### TASK PROMPT
Nothing but the line with "Practice step: find every instance of the water" and the lines after it, through the end of the records below, is to be repeated, exactly as it is.

### STORED RECORDS
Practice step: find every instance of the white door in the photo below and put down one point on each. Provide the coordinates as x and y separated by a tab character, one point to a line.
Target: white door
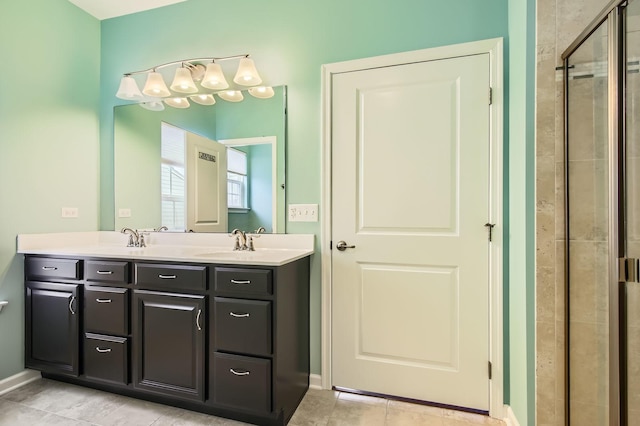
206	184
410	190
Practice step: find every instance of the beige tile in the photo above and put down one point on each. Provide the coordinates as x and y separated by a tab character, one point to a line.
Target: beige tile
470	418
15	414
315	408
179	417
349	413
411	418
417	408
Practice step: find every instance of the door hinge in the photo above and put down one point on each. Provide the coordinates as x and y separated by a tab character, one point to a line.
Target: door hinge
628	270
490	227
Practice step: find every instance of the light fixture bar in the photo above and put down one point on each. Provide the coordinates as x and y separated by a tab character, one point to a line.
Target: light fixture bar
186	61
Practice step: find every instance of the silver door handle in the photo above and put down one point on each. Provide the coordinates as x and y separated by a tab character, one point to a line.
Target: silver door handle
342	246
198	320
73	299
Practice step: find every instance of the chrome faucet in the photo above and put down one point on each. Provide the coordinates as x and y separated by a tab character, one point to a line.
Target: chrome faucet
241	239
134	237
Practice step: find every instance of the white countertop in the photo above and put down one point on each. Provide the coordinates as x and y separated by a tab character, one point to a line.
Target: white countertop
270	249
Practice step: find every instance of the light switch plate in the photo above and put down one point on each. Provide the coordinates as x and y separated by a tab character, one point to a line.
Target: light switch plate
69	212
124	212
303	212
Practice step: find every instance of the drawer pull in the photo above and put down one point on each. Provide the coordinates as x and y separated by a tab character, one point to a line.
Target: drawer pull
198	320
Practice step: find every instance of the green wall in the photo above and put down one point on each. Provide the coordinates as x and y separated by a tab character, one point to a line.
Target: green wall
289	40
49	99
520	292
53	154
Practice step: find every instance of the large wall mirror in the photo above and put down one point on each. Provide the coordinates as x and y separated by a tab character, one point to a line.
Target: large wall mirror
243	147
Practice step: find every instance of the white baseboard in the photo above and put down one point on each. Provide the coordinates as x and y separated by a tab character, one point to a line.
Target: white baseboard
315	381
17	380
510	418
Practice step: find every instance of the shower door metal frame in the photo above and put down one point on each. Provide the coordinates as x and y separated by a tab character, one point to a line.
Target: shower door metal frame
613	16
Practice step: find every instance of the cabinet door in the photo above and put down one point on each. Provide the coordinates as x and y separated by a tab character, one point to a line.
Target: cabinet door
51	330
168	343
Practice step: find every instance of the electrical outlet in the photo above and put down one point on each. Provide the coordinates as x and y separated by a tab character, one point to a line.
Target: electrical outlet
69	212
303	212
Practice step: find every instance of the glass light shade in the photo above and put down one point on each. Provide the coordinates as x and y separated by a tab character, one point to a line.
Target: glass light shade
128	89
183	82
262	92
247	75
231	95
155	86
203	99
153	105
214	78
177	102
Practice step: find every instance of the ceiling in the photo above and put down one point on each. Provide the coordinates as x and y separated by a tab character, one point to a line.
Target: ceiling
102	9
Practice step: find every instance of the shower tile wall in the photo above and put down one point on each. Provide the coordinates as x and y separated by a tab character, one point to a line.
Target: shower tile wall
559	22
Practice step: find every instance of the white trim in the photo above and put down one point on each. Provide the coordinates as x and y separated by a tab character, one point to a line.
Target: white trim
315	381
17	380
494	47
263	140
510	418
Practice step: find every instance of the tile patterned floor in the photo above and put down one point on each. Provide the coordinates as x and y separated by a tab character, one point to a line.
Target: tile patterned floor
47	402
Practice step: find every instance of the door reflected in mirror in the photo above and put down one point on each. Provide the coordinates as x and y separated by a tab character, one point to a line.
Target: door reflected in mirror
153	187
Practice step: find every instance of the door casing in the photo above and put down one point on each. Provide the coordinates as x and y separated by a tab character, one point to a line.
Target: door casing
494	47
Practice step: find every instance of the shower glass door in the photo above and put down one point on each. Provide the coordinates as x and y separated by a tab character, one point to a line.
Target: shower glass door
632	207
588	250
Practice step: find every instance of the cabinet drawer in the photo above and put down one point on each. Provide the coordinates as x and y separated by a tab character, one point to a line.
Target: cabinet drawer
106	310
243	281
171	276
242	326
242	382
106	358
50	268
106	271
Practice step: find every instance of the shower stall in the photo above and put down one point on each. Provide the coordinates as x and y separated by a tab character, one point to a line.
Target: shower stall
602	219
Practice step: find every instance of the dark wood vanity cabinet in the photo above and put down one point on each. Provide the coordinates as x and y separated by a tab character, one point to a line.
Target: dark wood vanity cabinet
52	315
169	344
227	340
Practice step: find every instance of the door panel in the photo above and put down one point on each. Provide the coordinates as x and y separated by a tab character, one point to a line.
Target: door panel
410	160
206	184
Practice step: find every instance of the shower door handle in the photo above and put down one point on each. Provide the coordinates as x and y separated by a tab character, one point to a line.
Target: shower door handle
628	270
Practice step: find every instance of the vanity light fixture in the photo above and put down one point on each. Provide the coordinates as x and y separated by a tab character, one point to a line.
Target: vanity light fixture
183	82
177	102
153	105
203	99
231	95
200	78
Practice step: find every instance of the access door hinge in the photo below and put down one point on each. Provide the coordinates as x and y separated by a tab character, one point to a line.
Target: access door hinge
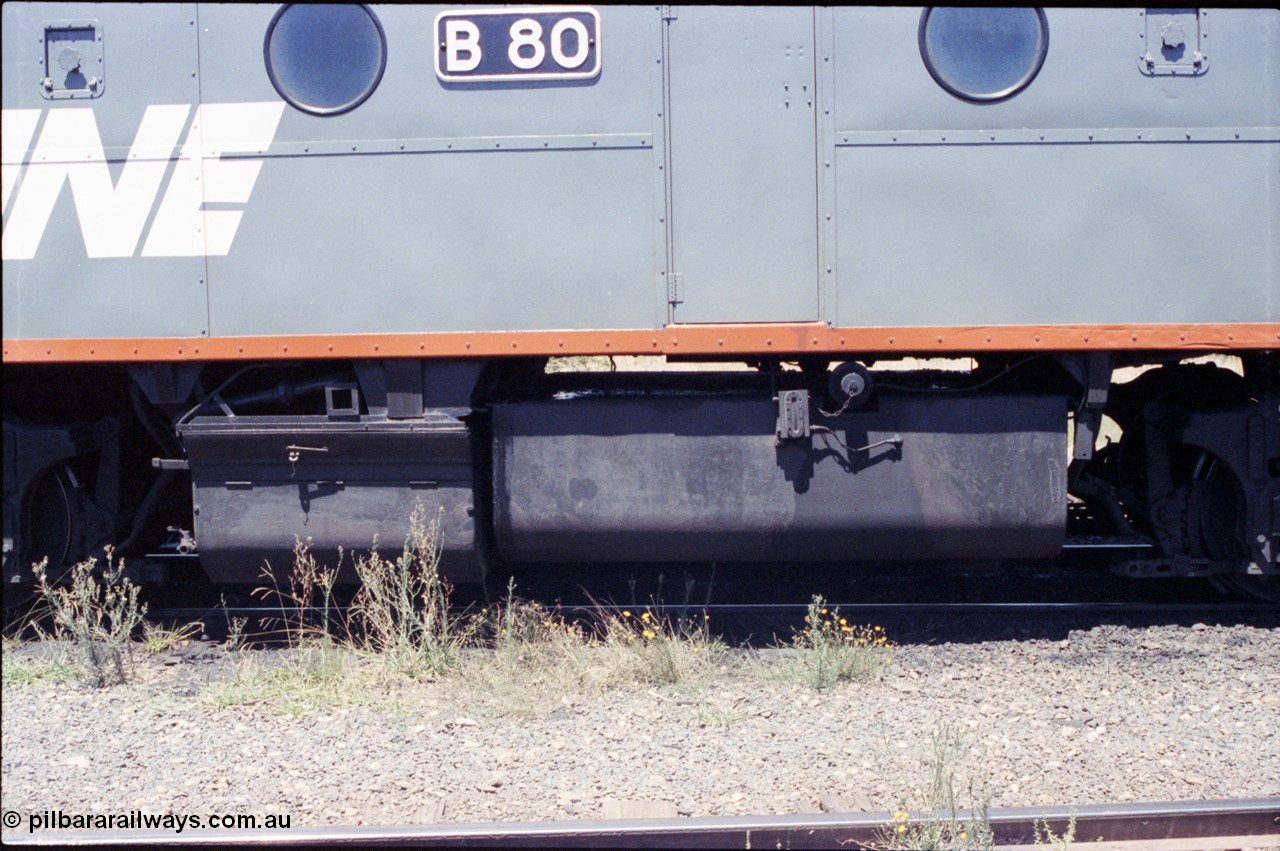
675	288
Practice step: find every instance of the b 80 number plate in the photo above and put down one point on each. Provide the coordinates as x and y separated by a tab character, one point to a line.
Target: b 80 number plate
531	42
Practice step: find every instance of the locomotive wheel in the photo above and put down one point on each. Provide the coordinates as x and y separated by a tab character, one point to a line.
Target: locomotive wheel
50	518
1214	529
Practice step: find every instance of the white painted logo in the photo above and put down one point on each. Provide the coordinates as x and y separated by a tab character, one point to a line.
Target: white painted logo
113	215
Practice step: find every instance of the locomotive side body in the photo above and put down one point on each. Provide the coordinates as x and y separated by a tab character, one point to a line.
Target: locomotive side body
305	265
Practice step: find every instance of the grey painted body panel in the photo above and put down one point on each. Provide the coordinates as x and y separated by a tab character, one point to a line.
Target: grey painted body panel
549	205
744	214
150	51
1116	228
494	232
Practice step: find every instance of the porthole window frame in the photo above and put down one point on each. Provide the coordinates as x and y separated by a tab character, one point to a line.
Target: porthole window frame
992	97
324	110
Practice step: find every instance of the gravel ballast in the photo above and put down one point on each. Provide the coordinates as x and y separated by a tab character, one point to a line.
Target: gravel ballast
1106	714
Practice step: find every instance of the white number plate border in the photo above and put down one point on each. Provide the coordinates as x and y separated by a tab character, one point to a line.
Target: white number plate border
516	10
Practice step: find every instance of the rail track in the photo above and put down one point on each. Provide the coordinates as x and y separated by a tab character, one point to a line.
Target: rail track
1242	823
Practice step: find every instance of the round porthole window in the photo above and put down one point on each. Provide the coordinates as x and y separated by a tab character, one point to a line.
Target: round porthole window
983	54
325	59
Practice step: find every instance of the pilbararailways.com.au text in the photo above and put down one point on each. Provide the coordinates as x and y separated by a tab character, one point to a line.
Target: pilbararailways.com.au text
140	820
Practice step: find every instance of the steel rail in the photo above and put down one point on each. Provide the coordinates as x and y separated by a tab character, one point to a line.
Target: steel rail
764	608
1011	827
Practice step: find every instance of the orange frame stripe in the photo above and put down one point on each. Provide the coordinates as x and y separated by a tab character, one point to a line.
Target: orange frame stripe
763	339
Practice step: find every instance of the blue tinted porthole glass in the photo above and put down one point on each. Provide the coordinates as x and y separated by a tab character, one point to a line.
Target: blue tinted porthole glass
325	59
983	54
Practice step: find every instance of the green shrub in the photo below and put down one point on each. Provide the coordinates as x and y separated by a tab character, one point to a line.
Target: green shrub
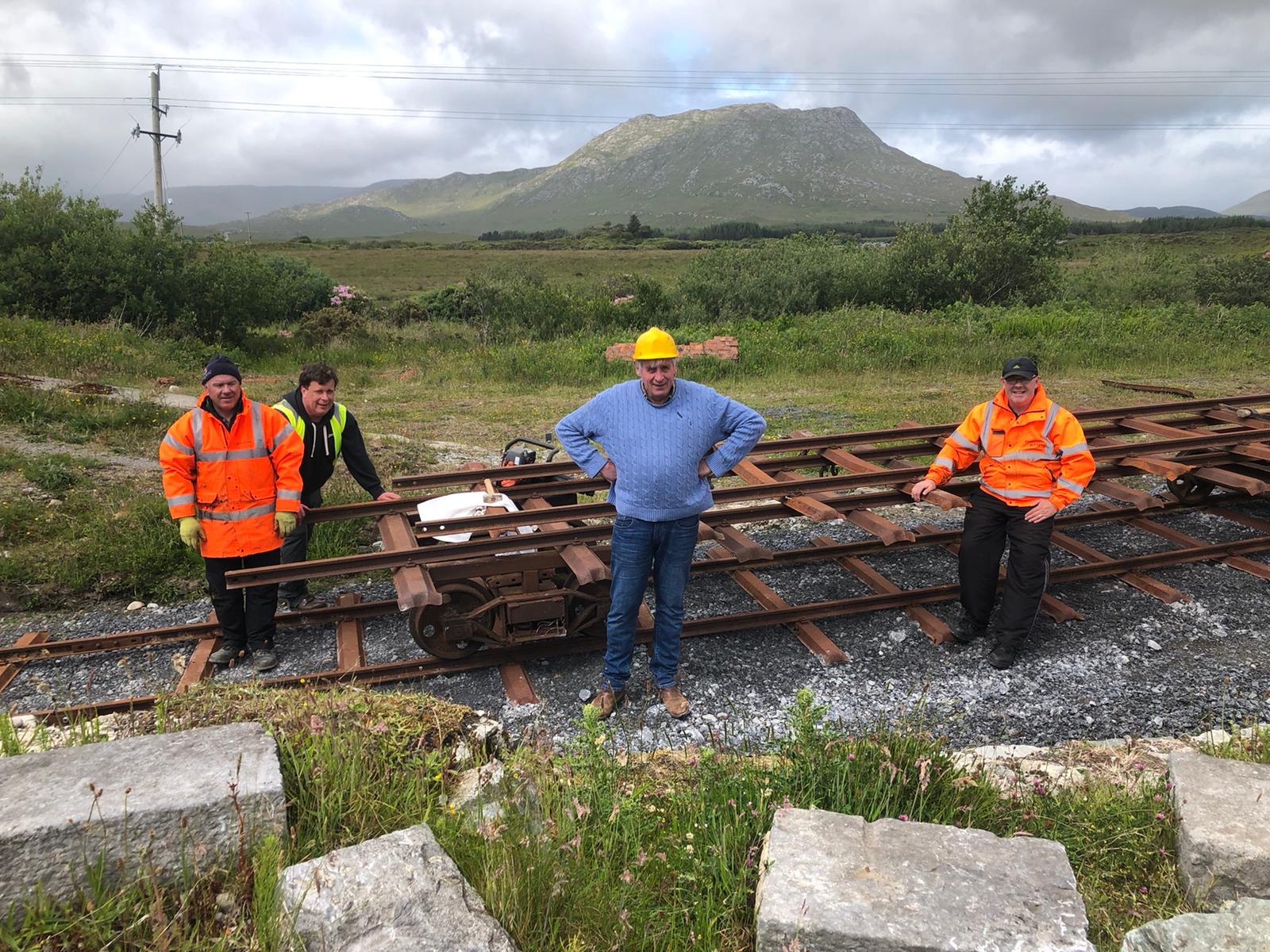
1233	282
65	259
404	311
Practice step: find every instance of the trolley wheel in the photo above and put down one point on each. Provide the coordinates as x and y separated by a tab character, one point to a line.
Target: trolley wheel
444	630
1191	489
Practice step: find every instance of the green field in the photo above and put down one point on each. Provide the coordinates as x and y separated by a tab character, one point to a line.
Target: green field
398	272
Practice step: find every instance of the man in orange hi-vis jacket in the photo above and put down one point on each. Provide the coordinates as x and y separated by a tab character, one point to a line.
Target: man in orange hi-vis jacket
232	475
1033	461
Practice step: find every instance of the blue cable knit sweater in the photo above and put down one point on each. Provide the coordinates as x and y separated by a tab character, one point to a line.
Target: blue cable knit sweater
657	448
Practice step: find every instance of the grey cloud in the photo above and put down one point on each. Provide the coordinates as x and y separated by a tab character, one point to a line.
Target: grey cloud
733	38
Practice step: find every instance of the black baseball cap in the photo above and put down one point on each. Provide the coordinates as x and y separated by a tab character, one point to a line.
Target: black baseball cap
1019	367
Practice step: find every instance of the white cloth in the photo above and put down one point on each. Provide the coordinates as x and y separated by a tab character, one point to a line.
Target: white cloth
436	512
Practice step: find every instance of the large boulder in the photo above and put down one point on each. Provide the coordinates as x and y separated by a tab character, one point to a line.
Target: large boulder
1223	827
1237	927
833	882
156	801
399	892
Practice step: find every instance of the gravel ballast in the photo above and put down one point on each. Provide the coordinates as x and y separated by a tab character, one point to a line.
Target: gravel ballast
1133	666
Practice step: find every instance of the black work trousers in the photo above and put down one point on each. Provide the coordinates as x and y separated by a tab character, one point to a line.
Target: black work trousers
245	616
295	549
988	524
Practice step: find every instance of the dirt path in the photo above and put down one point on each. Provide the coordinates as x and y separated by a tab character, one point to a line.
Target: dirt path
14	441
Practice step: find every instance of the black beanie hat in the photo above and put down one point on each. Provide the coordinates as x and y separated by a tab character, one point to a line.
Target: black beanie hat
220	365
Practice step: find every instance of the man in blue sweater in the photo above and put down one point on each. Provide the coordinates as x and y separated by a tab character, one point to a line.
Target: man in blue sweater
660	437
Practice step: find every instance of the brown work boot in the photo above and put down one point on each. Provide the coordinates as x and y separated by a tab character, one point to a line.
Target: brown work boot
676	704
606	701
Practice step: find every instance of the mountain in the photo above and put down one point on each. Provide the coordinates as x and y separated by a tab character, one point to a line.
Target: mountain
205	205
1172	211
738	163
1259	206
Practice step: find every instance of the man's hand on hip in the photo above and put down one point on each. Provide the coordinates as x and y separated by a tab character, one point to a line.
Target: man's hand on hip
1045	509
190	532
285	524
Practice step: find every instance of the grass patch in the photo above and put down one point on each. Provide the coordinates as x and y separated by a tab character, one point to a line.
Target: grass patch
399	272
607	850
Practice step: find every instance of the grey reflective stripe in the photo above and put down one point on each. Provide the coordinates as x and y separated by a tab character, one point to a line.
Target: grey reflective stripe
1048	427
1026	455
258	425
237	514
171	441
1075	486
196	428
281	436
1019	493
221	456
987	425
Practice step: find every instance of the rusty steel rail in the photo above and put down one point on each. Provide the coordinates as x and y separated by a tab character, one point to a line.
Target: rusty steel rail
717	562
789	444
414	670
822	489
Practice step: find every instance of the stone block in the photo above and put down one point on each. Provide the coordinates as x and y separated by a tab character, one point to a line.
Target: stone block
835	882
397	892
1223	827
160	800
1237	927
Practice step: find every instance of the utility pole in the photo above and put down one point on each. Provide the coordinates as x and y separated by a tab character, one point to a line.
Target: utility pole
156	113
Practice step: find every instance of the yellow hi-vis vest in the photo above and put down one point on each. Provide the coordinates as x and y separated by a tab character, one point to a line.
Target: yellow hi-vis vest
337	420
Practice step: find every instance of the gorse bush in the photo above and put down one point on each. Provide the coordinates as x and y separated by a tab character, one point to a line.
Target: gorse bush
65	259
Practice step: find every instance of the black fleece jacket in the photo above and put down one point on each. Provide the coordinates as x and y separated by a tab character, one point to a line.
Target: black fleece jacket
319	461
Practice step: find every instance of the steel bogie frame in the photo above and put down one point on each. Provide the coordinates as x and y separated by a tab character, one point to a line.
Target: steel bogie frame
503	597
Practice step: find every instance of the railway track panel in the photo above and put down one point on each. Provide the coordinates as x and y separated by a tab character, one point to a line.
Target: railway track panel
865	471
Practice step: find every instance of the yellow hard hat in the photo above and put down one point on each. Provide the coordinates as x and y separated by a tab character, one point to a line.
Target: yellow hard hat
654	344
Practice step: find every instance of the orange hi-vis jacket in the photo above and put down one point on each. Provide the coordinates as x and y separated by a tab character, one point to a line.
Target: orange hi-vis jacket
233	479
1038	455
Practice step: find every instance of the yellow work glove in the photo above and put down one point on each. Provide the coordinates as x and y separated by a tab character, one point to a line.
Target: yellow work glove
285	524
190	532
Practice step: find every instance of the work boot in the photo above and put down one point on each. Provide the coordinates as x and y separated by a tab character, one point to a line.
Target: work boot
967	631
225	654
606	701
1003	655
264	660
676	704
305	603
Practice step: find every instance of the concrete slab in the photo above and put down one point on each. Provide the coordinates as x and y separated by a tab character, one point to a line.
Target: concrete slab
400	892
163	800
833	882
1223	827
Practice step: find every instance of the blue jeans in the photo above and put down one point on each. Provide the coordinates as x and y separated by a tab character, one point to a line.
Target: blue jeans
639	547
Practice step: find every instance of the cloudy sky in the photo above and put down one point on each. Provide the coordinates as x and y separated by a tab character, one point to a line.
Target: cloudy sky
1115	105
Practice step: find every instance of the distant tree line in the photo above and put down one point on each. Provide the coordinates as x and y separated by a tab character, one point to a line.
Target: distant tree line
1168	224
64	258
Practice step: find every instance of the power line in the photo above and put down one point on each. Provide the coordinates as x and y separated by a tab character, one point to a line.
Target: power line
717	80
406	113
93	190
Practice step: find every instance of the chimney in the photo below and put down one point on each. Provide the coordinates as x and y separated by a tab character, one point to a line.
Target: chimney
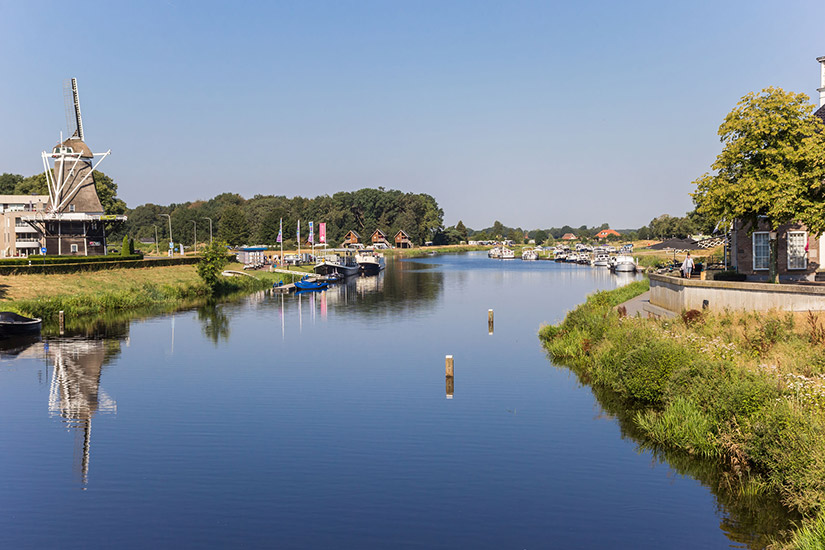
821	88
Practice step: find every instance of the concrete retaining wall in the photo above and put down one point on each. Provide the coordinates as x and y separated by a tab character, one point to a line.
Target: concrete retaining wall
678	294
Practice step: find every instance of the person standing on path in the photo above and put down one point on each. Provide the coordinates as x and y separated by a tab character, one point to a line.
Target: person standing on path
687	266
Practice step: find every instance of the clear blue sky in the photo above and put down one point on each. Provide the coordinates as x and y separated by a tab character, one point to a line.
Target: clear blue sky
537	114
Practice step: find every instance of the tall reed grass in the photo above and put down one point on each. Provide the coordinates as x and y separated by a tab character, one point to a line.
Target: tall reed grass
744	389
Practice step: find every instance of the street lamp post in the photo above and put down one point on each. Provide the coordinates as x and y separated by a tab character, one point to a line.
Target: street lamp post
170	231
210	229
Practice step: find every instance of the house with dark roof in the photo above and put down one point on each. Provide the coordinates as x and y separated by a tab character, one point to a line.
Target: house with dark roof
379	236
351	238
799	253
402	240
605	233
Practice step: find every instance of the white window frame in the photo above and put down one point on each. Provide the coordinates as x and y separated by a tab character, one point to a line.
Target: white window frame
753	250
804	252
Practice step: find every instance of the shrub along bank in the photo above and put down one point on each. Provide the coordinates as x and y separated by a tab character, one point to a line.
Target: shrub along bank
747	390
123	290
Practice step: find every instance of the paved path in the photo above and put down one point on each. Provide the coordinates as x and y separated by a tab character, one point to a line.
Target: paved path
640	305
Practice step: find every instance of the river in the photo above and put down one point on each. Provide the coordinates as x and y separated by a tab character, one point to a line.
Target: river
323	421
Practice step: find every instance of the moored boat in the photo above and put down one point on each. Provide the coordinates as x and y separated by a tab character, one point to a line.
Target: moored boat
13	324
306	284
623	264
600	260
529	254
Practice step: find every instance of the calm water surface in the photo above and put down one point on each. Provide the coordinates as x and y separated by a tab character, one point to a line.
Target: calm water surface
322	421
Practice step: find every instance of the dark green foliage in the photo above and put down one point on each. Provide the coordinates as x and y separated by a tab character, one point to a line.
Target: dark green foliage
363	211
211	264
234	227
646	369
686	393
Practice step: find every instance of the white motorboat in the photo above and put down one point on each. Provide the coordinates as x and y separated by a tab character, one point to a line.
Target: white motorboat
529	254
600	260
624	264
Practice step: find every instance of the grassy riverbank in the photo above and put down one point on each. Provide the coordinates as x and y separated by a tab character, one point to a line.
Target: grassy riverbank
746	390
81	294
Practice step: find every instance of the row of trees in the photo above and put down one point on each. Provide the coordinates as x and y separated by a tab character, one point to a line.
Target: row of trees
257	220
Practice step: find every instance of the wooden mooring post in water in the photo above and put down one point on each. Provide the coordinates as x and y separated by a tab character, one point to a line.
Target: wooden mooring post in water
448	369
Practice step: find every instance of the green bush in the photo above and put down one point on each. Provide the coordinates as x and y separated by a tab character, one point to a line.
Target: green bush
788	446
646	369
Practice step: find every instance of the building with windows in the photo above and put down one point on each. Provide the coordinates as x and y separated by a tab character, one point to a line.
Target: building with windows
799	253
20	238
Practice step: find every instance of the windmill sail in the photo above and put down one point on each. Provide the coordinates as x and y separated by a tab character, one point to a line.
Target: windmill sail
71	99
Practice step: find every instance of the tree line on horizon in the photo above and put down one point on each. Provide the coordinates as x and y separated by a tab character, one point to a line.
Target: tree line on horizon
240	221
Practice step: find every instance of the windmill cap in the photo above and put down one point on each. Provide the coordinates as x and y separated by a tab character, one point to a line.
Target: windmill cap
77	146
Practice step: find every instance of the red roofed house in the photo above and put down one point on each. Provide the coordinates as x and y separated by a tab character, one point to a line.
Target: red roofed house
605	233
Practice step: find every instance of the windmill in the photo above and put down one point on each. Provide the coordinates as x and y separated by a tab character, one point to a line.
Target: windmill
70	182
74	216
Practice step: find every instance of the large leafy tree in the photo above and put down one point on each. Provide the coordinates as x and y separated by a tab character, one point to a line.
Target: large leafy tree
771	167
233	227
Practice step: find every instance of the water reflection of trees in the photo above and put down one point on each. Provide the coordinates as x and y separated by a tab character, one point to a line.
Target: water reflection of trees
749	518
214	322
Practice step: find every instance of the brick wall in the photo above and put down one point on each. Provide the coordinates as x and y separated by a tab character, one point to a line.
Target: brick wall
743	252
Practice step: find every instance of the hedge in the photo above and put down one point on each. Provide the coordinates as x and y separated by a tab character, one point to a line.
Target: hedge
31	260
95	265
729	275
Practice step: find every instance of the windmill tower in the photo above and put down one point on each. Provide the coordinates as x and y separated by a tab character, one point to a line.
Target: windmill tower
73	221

### EXERCISE OUTPUT
Practice step: find every instance of the water reflection of trees in the photo above and put down one point on each. Provide the coordinates as x and y separated by a tab character, one point to a line.
Target: water reflection of trees
749	518
214	322
Practice step: find every instance of the brick wall in the photo above and put down one point on each. Provide the coordinates as x and y separated by a tab character, one point to a line.
Target: brick wall
743	252
Practice step: find every instance of the hedge in the photo above and put down one point on each. Provide the coordinates as x and y separated by a tab character, one point to a line.
Target: hedge
31	260
95	265
729	275
Practice step: find every instance of the windmill tower in the photo above and put down one point on each. Provide the coordinates as x and y separated by a tab character, one point to a line.
Target: windmill tower
73	221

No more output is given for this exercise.